→ Objectif: Mettez à jour le passage de l'extrait fourni allant de « Pour ces raisons, Sambo » jusqu'à « rien pu faire. » inclus, en remplaçant « préfet » par « haut-commissaire ».

→ Extrait fourni:

C'est aux environs de 13h que la population a convergé vers le domicile de Sambo, après avoir été au commissariat de police et à la gendarmerie. On estime entre 500 et 600, le nombre de personnes qui s'étaient regroupées devant la famille de Sambo. Ce sont des gens venus principalement de Sangou, de Yorko, de Gon et de Zabré centre. La coïncidence du jour avec le marché de Zabré a contribuéà ce qu'il ait une grande foule. Ils étaient armés de fusils et d'armes blanches, mais à côté de ceux qui en voulaient à la vie de Sambo, il y avait aussi de nombreux badauds, entrainés par leur simple curiosité. Selon un jeune, L.Y. qui était présent sur les lieux en observateur, les premières intentions des assaillants étaient d'incendier seulement la cour de Sambo. Ils s'attendaient à trouver une concession vide, mais il se trouve que la concession de Sambo abritait aussi ses deux parents qui à cause du poids de l'âge, ne pouvaient pas s'en tirer aisément.

Pour ces raisons, Sambo (aidé par des individus armés) avait préparé sa défense. De source militaire, Sambo et ses anges gardiens étaient mieux armés que la foule en termes de puissance de feu. Ils utilisaient des armes de guerre, dit-on. Les tirs à balles réelles avaient obligé la foule à se masser à 500 m environs de sa concession. Selon le chef de Zabré, il s'est déplacé personnellement sur les lieux en compagnie du préfet, du commandant de Brigade de la gendarmerie. Arrivés sur place, le chef et les autres n'ont rien pu faire.

Selon le chef, Sambo les a vus venir et il continuait de tirer, si bien qu'on ne pouvait même pas lui parler. Les proches de Sambo expliquent que la foule avançait en même temps que le chef et les autorités. Ces autorités se sont repliées. Quelques instants après, le chef apprend la mort d'un Bissa du nom de Bancé Nombo. Il était 14h environ. Selon une source anonyme qui a pris part à la manif, le Bancé qui est tombé est le grand frère d'un des jeunes Bancé que Sambo avait convoquéà la gendarmerie le 26 décembre à la suite d'une altercation. Bancé Nombo se moquait de la lâcheté de la foule qui se tenait à distance. Il vit dans le même secteur que Sambo. Il est alors rentré chez lui et en est ressorti avec un fusil de calibre 12 pour, disait-il, en finir avec Sambo. Celui-ci a vu le jeune homme avancer.

→ Extrait de données:

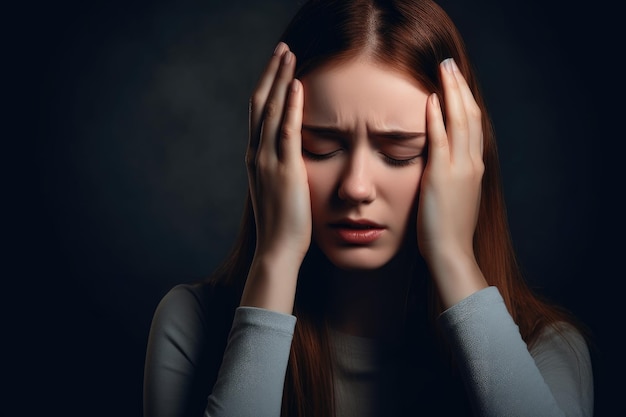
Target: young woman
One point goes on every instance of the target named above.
(374, 272)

→ Réponse:
Pour ces raisons, Sambo (aidé par des individus armés) avait préparé sa défense. De source militaire, Sambo et ses anges gardiens étaient mieux armés que la foule en termes de puissance de feu. Ils utilisaient des armes de guerre, dit-on. Les tirs à balles réelles avaient obligé la foule à se masser à 500 m environs de sa concession. Selon le chef de Zabré, il s'est déplacé personnellement sur les lieux en compagnie du haut-commissaire, du commandant de Brigade de la gendarmerie. Arrivés sur place, le chef et les autres n'ont rien pu faire.